__SELECTED PASSAGE__
----------------

As school started back our senior year, we stayed in close touch and eventually had a talk where we acknowledged that things were changing. We remained in that limbo phase of figuring out what the transition from friendship to courtship looked like. It was long and annoying for the people around us. I would say, “no really, we aren’t dating.” And they would roll their eyes. We had a very long and slow, not physical at all, growing friendship. There were no juicy stories. We were kind of boring. But we were falling in love and by that spring we finally called ourselves a couple and just over two years later we were husband and wife.

We didn’t have a sparks flying, wildly attracted kind of beginning to our relationship. We had a friendship and a mutual respect that grew with time. Choosing to enter into a dating relationship required both of us letting go a little bit of the ideas we had in our minds about what our future mate would look like, because neither of us met all of the requirements of the other’s “list.” We had to get over some things that were annoying and let go of the idealized version of love that we had in our minds. We both had some superficial things to work through that were hang ups in our path towards one another. The greatest obstacle in my ability to love Josh well had nothing to do with him needing to understand me better or compliment me more often, and everything to do with my choice to love him as he was, in spite of his imperfections.

I wish my 20-year old brain could have fully understood how much more valuable that foundation of friendship and respect would be than butterflies and love-at-first-sight kind of moments that I had envisioned in my mind. Sure, now we are crazy about each other and very affectionate in front of our kids. We know desire and passion and the physical things that are an important part of marriage. We celebrate those things and are comfortable talking about it as well as our decision to wait for marriage to discover all of those beautiful and wonderful things.

But, hear me kids, when I tell you that great sex, flirty text messages, and affectionate greetings after a long day at work don’t get you through a brain tumor diagnosis. That’s not going to be enough when you are out of town and find out that your house was robbed and they loaded it all up in the car that was driven right out of your garage. "I want you so bad" doesn’t help you when you have a miscarriage and grief that runs deep because you really desire to have more children. Passion isn’t what allows you to be on the same page when you make life-altering decisions such as bringing foster kids into your home to be raised alongside your own kids.

On the other hand, my husband is going to feel empty if I’m just his good friend. He has friends. He needs me to be his wife. And so there is a beautiful merge of figuring out together how to love one another in healthy, respectful, spiritual, fulfilling ways. It’s a process that can be both fun and frustrating. But the hope is that we are always in process, and that we are working to understand and honor the other, to let go of comparisons and annoyances and be willing to forgive. We would never survive the stress of life without that.

We will share the chocolate and flirty cards this week because I am crazy in love with that pest and I enjoy the romance just like any other woman. But I am thankful for the man he is on all of the other days. That he still pursues me and we are learning together what it looks like to have oneness. That he knows I need him to be interested in more than my body and that I know he needs to be touched to feel loved. That we are patient as we continue to let go of idealized versions of marriage and love, that we are forgiving when we start comparing, that we communicate our struggles with humility and not with the expectation of changing the other. That we are journeying together, hand in hand on this difficult road, where sometimes the process doesn’t look like a whole lot of progress. But we are doing it together, as friends and as lovers, as two imperfect people, as husband and wife.  

Happy Valentine’s Day, babe. I’m so glad you’re mine.

----------------

__DATA PROVIDED__
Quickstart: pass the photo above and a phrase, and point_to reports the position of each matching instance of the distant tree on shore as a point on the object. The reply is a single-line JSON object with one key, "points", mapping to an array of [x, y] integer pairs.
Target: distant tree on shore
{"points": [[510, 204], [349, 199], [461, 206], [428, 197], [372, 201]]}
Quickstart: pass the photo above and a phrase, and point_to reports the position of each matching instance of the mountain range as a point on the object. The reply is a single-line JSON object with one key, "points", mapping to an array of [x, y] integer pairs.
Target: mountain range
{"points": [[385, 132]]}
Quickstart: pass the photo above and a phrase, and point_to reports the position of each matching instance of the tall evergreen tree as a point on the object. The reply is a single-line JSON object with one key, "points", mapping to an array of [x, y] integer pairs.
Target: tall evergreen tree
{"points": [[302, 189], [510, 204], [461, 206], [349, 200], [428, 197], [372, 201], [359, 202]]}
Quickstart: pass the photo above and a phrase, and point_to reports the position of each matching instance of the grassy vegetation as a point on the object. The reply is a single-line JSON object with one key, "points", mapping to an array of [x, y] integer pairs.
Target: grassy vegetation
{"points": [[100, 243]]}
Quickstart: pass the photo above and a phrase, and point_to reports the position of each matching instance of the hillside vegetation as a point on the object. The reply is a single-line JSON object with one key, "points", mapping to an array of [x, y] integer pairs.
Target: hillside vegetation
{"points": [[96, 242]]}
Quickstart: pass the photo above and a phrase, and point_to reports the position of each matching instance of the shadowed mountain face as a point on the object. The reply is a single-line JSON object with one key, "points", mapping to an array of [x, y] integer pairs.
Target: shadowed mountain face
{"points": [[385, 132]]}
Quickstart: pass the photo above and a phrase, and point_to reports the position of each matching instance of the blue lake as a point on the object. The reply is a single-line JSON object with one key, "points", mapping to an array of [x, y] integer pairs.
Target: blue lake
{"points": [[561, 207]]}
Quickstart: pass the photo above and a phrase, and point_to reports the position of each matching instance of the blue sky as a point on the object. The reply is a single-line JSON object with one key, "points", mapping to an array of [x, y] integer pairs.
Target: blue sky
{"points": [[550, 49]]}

----------------

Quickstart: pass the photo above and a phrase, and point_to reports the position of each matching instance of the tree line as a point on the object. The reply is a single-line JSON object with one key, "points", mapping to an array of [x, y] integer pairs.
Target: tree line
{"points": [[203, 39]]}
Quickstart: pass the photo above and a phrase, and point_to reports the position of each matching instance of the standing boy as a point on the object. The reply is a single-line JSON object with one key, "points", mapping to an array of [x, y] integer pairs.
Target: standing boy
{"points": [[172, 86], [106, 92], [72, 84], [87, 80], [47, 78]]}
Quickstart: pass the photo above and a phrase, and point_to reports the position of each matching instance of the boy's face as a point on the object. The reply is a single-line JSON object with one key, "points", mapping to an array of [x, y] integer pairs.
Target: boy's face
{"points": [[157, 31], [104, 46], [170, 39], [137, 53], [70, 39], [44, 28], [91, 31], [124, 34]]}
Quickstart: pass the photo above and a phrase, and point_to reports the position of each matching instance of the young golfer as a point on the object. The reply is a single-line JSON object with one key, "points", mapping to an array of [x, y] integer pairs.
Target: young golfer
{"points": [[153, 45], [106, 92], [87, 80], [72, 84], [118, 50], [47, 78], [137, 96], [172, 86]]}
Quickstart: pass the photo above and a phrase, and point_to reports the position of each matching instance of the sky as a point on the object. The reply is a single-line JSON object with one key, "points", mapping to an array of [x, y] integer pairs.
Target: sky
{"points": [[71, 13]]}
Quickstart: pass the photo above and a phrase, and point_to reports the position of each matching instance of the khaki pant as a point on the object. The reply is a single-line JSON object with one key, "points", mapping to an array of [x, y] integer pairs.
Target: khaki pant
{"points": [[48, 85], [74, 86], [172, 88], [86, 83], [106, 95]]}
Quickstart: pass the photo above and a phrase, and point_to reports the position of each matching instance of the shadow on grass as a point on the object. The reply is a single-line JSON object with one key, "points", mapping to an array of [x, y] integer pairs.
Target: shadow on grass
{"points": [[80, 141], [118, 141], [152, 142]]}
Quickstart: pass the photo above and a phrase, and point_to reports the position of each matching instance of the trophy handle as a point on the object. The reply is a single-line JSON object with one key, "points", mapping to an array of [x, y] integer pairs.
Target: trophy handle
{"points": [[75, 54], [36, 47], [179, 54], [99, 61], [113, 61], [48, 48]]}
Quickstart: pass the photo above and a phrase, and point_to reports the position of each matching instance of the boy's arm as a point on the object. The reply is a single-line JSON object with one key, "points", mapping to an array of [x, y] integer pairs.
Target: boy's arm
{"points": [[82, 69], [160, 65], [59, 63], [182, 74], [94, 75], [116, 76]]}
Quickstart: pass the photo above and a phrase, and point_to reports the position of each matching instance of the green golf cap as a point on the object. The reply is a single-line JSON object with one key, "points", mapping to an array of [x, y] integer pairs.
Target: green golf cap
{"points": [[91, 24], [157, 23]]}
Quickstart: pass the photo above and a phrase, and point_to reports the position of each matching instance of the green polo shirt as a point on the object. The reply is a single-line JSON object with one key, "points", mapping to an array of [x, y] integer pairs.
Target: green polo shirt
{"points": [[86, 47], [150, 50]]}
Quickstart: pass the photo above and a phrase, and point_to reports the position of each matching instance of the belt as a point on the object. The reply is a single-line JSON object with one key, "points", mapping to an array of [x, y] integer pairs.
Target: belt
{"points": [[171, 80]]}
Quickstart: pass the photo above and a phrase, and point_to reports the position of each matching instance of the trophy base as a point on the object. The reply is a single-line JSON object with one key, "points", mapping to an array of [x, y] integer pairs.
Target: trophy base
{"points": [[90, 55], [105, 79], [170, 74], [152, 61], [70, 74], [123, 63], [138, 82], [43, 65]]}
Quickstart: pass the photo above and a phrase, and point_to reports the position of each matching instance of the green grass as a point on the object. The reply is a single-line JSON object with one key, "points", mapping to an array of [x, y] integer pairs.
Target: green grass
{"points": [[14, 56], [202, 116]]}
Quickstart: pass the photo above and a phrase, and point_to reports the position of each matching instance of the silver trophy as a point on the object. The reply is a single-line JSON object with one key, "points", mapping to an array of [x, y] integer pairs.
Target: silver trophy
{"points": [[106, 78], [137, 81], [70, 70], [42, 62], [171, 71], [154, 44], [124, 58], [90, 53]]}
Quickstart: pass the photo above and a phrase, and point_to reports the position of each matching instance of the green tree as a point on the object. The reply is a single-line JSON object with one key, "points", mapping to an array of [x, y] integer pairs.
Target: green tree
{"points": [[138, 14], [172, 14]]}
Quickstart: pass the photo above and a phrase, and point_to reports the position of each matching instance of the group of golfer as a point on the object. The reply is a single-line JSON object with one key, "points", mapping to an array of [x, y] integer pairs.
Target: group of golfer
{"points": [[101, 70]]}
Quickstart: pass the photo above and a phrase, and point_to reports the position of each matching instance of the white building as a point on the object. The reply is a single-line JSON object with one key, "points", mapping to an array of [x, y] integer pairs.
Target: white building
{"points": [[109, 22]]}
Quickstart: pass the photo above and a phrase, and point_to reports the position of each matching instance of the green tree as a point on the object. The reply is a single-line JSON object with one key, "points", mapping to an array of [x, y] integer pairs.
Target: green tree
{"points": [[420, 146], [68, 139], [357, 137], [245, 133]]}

----------------

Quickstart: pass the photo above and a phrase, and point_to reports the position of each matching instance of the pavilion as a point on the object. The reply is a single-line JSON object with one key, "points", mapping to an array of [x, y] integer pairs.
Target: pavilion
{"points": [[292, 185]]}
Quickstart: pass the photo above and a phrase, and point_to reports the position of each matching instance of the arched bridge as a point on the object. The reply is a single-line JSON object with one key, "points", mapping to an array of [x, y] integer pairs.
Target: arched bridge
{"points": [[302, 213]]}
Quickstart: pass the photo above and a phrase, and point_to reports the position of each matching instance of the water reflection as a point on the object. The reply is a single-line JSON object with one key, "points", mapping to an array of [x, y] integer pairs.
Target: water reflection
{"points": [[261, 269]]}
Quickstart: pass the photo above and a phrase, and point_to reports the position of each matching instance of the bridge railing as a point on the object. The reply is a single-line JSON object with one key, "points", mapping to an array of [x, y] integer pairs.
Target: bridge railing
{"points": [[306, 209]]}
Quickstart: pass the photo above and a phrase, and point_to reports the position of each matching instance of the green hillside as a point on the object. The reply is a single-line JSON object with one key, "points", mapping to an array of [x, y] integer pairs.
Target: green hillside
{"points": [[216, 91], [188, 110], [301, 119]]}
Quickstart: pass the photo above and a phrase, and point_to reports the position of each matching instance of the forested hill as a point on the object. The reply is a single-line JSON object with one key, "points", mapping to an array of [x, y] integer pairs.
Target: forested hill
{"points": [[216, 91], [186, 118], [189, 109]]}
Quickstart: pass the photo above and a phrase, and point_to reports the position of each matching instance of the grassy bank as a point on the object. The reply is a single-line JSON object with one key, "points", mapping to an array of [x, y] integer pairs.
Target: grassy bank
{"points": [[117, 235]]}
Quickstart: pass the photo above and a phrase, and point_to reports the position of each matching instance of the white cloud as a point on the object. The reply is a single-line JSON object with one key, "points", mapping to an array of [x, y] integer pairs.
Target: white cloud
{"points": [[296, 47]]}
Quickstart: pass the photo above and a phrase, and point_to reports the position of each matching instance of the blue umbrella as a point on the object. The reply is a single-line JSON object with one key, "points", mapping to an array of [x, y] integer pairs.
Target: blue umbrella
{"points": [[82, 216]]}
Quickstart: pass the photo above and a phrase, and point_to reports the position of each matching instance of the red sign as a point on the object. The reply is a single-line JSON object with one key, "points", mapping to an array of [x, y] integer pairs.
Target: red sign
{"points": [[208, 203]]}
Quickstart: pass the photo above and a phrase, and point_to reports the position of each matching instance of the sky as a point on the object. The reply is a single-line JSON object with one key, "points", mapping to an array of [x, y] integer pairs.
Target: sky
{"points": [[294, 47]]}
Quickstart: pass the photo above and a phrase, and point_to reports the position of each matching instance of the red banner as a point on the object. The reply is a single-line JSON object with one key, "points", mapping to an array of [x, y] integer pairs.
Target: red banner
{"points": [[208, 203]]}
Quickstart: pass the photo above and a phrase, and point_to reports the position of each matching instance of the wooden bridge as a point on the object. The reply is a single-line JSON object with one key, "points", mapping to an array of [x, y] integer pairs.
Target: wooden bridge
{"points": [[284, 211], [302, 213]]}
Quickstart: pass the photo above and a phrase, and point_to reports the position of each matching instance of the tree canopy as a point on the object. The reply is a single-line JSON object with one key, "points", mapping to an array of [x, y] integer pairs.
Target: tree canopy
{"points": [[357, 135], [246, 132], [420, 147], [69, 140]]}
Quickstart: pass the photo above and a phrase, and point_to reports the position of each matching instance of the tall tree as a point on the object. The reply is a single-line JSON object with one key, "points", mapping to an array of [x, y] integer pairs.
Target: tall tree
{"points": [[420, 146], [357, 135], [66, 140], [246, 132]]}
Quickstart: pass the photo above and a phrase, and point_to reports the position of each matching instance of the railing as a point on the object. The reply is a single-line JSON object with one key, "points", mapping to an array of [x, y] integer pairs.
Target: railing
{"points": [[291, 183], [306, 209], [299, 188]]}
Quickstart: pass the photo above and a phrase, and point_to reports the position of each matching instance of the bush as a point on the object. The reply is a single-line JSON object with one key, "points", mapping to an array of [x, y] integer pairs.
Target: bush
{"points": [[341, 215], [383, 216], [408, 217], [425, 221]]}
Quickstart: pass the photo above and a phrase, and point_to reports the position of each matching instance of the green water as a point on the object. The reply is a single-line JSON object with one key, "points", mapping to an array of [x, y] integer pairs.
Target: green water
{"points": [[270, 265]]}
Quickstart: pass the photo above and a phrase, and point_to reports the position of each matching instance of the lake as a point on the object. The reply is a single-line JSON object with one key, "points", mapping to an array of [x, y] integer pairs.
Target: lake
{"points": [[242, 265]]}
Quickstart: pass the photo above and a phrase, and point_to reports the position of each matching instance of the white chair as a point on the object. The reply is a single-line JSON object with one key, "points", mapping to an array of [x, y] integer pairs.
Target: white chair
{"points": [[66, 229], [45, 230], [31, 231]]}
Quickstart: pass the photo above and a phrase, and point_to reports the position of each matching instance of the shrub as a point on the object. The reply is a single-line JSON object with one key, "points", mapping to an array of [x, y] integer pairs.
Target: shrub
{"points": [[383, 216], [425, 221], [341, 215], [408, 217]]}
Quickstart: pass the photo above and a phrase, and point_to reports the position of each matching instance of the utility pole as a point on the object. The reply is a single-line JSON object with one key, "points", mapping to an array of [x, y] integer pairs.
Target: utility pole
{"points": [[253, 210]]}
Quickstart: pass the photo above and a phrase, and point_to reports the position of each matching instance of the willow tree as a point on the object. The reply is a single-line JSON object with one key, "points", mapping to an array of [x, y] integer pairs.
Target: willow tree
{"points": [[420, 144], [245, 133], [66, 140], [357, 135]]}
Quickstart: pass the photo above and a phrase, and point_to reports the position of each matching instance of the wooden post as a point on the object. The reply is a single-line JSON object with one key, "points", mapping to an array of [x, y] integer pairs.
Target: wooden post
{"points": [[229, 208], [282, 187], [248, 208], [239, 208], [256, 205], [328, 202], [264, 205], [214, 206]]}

----------------

__INSTRUCTIONS FOR THE TASK__
Copy the stretch of the passage about friendship and marriage from "But, hear me" through "your own kids.", word for word. The records have nothing to do with what comes next.

__RESPONSE TO THIS EXERCISE__
But, hear me kids, when I tell you that great sex, flirty text messages, and affectionate greetings after a long day at work don’t get you through a brain tumor diagnosis. That’s not going to be enough when you are out of town and find out that your house was robbed and they loaded it all up in the car that was driven right out of your garage. "I want you so bad" doesn’t help you when you have a miscarriage and grief that runs deep because you really desire to have more children. Passion isn’t what allows you to be on the same page when you make life-altering decisions such as bringing foster kids into your home to be raised alongside your own kids.